[Raw data]
********
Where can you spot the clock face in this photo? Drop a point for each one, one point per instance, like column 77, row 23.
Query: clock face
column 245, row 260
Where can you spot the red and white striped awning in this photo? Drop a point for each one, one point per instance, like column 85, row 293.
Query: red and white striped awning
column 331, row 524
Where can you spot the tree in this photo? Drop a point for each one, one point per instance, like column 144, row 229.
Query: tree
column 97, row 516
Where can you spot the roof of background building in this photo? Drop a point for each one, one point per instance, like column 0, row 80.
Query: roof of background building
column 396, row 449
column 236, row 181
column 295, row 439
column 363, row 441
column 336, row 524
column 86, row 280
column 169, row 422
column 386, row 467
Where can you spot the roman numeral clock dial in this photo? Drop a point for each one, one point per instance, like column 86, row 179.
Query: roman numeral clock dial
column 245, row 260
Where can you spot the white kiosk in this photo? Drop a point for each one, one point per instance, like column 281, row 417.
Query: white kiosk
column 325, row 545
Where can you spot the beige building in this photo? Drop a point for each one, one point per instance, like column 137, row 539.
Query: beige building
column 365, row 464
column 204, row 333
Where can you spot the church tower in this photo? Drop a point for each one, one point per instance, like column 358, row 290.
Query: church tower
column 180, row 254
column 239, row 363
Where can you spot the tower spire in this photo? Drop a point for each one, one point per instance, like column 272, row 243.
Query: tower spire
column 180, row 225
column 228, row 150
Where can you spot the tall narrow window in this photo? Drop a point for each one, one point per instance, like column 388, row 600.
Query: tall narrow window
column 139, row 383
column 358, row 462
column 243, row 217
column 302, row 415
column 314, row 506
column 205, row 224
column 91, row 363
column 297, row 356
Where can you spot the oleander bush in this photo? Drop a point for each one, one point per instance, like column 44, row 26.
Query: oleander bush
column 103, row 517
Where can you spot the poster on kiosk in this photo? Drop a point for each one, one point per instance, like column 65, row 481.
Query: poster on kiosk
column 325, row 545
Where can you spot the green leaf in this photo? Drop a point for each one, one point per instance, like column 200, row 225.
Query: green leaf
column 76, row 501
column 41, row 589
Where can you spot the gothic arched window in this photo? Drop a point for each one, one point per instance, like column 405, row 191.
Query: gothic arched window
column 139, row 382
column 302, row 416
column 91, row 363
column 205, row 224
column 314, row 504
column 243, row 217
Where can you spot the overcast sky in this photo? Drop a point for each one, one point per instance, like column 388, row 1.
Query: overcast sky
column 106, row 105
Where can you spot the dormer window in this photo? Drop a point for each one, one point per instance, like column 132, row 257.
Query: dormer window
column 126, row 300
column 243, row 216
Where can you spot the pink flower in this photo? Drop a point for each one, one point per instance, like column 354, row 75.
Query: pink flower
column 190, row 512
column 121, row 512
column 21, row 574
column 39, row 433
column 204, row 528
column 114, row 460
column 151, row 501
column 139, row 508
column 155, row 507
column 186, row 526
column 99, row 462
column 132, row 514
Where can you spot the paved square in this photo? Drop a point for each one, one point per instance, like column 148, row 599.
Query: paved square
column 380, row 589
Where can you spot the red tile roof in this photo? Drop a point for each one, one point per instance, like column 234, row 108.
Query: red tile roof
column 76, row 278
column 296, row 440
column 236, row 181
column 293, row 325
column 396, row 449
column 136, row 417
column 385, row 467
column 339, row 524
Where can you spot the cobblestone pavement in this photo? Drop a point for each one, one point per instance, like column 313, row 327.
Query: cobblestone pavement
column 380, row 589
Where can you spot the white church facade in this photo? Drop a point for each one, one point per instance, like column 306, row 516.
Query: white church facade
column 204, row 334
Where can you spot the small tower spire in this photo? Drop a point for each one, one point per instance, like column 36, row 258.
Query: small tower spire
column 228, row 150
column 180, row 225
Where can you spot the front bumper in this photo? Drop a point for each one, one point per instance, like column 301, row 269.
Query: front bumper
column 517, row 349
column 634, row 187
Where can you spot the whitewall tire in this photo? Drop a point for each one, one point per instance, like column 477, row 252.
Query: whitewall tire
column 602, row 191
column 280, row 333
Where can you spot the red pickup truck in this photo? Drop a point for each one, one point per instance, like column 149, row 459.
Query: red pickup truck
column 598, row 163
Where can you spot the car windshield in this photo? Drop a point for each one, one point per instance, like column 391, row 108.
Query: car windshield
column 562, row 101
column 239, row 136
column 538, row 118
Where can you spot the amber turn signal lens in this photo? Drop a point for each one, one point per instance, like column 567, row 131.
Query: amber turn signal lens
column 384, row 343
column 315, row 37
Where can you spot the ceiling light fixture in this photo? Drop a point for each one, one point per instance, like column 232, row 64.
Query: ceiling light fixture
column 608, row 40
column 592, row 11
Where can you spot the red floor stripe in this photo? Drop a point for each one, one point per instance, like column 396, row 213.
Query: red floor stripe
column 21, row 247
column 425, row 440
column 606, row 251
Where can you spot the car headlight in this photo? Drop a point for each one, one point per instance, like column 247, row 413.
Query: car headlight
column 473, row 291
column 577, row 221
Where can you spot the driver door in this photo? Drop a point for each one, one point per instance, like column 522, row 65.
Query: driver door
********
**What you need to do**: Arrange every line of the data above as a numbered list, leaving out any blank lines.

**Exercise output**:
1. Where can you spot the clock face in this photo? Drop a point for each one, one point per instance, like column 77, row 23.
2. Query: clock face
3. column 245, row 260
4. Where can you spot the red and white striped awning in this photo? Drop a point for each one, one point per instance, like column 85, row 293.
5. Query: red and white striped awning
6. column 331, row 524
7. Where can you spot the tree in this photo? Drop a point for each one, one point per instance, like column 144, row 229.
8. Query: tree
9. column 97, row 516
10. Where can you spot the roof of background building in this photo? Drop a point for each one, one point per instance, like column 0, row 80.
11. Query: roof of background building
12. column 396, row 449
13. column 236, row 181
14. column 295, row 439
15. column 363, row 441
16. column 336, row 524
17. column 86, row 280
18. column 169, row 422
19. column 386, row 467
20. Where can you spot the roman numeral clock dial in this photo? Drop a point for each one, one point per instance, like column 86, row 179.
21. Query: roman numeral clock dial
22. column 245, row 260
23. Where can you spot the white kiosk in this photo? Drop a point for each one, one point per instance, like column 281, row 417.
24. Query: white kiosk
25. column 325, row 545
26. Where can you spot the beige building in this photo? Drop a point for each one, one point per instance, like column 137, row 539.
27. Query: beige building
28. column 365, row 464
29. column 204, row 333
30. Where can you spot the church tower in this photo? Drop a point for each one, one point per instance, like column 358, row 290.
31. Query: church tower
32. column 180, row 254
33. column 239, row 363
34. Where can you spot the tower spire in this photo? Drop a point for each one, one point per instance, like column 272, row 243.
35. Query: tower spire
36. column 180, row 225
37. column 228, row 150
38. Where can you spot the tall narrow window in this photo? Drop a point for each one, one point per instance, like column 388, row 600.
39. Query: tall narrow window
40. column 139, row 383
41. column 358, row 462
42. column 243, row 217
43. column 302, row 415
44. column 314, row 506
45. column 205, row 224
46. column 91, row 363
47. column 297, row 356
48. Where can you spot the oleander bush in this photo? Drop a point for each one, one point per instance, like column 44, row 26.
49. Query: oleander bush
50. column 103, row 517
51. Where can you spot the poster on kiosk in this photo? Drop a point for each one, one point per instance, like column 65, row 481.
52. Query: poster on kiosk
53. column 325, row 545
54. Where can you spot the green leaf in this photo? Drop a point for each one, one point per instance, like column 200, row 225.
55. Query: green leaf
56. column 76, row 501
57. column 41, row 589
58. Where can you spot the gothic arched window in this photo? Drop a point for each one, one point per instance, like column 405, row 191.
59. Query: gothic arched window
60. column 139, row 382
61. column 302, row 416
62. column 91, row 363
63. column 205, row 224
64. column 314, row 504
65. column 243, row 217
66. Where can you spot the overcast sky in this photo? Drop a point for each one, one point per instance, like column 388, row 1.
67. Query: overcast sky
68. column 106, row 105
69. Where can you spot the dormer window in this photo? Drop a point for each one, one point per instance, like column 132, row 257.
70. Query: dormer window
71. column 126, row 300
72. column 243, row 216
73. Where can you spot the pink flower in this photo? Drop a point for each one, one point per instance, like column 354, row 75.
74. Query: pink flower
75. column 190, row 512
76. column 121, row 512
77. column 21, row 574
78. column 39, row 433
79. column 204, row 528
80. column 114, row 460
81. column 151, row 501
82. column 139, row 508
83. column 155, row 507
84. column 186, row 526
85. column 99, row 462
86. column 132, row 514
87. Where can you spot the paved square in this photo? Drop a point for each one, one point per instance, like column 148, row 599.
88. Query: paved square
89. column 380, row 589
90. Where can you spot the red tile roof in this photo? Drop a point for each one, one point per instance, like column 234, row 108.
91. Query: red tile roof
92. column 76, row 278
93. column 296, row 440
94. column 236, row 181
95. column 293, row 325
96. column 396, row 449
97. column 136, row 417
98. column 385, row 467
99. column 339, row 524
100. Where can you spot the cobblestone pavement in this photo? Drop a point for each one, one point per instance, like column 313, row 327.
101. Query: cobblestone pavement
102. column 380, row 589
103. Where can you spot the white church facade in this photo? Drop a point for each one, one point per instance, like column 306, row 516.
104. Query: white church facade
105. column 204, row 334
106. Where can you spot the small tower spire in this photo? Drop a point for each one, one point per instance, like column 36, row 258.
107. Query: small tower spire
108. column 228, row 150
109. column 180, row 225
110. Where can you spot the front bumper in this photo? Drop a point for each one, one point per instance, like column 301, row 269.
111. Query: front bumper
112. column 517, row 349
113. column 634, row 187
114. Where can you spot the whitewall tire in this photo? Drop a point for each one, one point per instance, like column 477, row 252.
115. Query: whitewall tire
116. column 602, row 191
117. column 280, row 333
118. Where can you spot the red pickup truck in this photo? Drop a point for each one, one point per instance, like column 149, row 459.
119. Query: red pickup truck
120. column 598, row 163
121. Where can you spot the car windshield in this photo? Drop a point for each one, one point per instance, like column 391, row 108.
122. Query: car windshield
123. column 562, row 101
124. column 239, row 136
125. column 538, row 118
126. Where can you spot the amber turn signal lens in this photo? Drop a point for each one, one point per instance, like column 567, row 131.
127. Query: amber turn signal lens
128. column 384, row 343
129. column 315, row 37
130. Where can you spot the ceiling light fixture in this photo? Drop a point for each one, one point per instance, like column 232, row 64.
131. Query: ceiling light fixture
132. column 608, row 40
133. column 592, row 11
134. Where can you spot the red floor stripe in this photo? Drop a point for each one, one point per instance, like column 396, row 213.
135. Query: red floor stripe
136. column 21, row 247
137. column 425, row 440
138. column 606, row 251
139. Where can you spot the car headlight in this photo? Drop a point for each one, one point per instance, like column 247, row 413.
140. Query: car headlight
141. column 473, row 291
142. column 577, row 221
143. Where can you spot the driver door in this photo? Drop a point for each one, one point per instance, like column 522, row 65.
144. Query: driver door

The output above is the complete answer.